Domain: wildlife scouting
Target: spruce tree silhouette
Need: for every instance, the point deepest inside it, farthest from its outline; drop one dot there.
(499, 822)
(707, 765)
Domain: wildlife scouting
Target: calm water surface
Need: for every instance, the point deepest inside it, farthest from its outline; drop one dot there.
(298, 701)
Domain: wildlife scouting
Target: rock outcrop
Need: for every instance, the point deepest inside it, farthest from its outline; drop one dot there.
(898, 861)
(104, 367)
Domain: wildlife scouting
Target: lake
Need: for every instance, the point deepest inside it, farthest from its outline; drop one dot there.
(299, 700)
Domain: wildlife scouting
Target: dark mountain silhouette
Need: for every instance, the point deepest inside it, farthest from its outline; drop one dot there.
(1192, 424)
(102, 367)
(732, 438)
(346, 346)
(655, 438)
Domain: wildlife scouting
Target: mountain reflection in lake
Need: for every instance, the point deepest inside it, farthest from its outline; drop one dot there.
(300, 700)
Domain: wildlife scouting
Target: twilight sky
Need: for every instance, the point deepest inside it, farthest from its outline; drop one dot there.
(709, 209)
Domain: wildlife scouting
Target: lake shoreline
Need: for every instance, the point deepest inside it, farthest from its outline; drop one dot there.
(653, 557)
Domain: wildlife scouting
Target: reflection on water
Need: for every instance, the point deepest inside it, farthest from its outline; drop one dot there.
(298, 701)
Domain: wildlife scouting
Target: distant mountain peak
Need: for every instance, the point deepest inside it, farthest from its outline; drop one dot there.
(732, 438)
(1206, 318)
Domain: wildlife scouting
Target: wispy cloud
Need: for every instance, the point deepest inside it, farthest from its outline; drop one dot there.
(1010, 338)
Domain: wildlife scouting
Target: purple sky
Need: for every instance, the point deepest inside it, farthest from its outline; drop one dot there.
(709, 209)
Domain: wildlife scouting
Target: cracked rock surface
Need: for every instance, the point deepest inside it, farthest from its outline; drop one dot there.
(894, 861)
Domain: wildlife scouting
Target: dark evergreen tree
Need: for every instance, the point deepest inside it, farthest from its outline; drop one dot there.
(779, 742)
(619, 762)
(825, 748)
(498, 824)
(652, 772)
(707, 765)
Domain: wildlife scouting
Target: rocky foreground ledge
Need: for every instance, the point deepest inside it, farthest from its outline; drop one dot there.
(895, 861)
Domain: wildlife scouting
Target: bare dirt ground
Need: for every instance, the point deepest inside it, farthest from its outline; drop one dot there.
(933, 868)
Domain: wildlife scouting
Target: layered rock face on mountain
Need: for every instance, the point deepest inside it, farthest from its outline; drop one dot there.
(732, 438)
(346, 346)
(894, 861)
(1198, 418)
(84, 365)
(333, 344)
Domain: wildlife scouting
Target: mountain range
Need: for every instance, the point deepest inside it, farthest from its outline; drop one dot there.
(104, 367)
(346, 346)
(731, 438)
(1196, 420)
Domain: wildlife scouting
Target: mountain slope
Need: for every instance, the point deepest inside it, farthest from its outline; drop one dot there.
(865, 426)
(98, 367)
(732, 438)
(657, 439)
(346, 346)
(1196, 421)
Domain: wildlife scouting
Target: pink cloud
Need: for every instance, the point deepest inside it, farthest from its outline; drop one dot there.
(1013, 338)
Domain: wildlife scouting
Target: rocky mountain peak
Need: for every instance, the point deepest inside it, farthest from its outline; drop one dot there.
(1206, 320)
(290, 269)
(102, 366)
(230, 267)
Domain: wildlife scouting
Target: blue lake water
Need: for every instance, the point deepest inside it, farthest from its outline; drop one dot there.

## TASK
Return every line of the material above that contains the word "water", copied in full.

## TASK RESPONSE
Target: calm water surface
Target: reflection on water
Target: blue lake water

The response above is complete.